→ **EXTRACTED MATERIAL**
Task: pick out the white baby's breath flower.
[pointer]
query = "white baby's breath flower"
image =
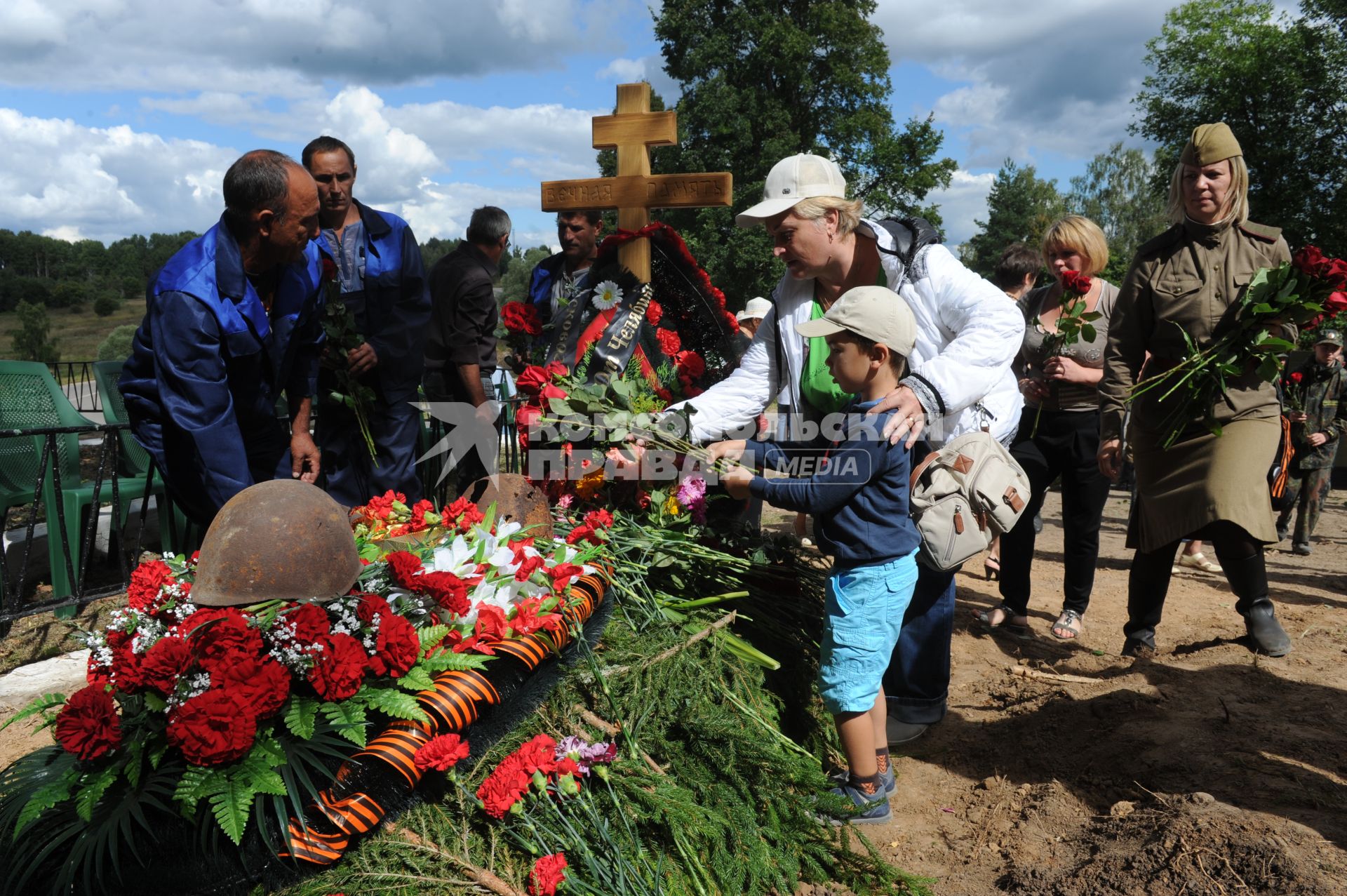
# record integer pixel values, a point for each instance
(606, 295)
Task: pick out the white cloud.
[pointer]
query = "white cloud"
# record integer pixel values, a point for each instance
(150, 45)
(962, 203)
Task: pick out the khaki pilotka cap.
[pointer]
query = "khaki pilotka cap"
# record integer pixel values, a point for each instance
(1210, 143)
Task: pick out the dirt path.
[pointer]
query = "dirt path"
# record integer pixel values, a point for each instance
(1207, 770)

→ **REQUIREMENT**
Repeat all of the data above line for line, leaving the text unchanged except for the answer pixel coordinates. Multiply each of those coordinates by 2.45, round to whole numbers with halves rounding up, and leave out the pictures.

→ **WRITTEN RESPONSE**
Task: pick out the white baby's breath flower.
[pointer]
query = "white baby's breath flower"
image =
# record integer pixel values, a point for each instance
(1485, 723)
Task: pick out the white cloud.
[pointer]
query = "white cloud"
# record integer pixel values, a point for each instance
(368, 110)
(2357, 497)
Task: pick out the khaki pilotka cap.
[pointer]
query = "khaki pilotka cap"
# record integer pixel values, a point for each instance
(2965, 350)
Task: pick out the dirt path.
[pointer]
query = "dirt path"
# record integer pixel values, a point for each instance
(2957, 1887)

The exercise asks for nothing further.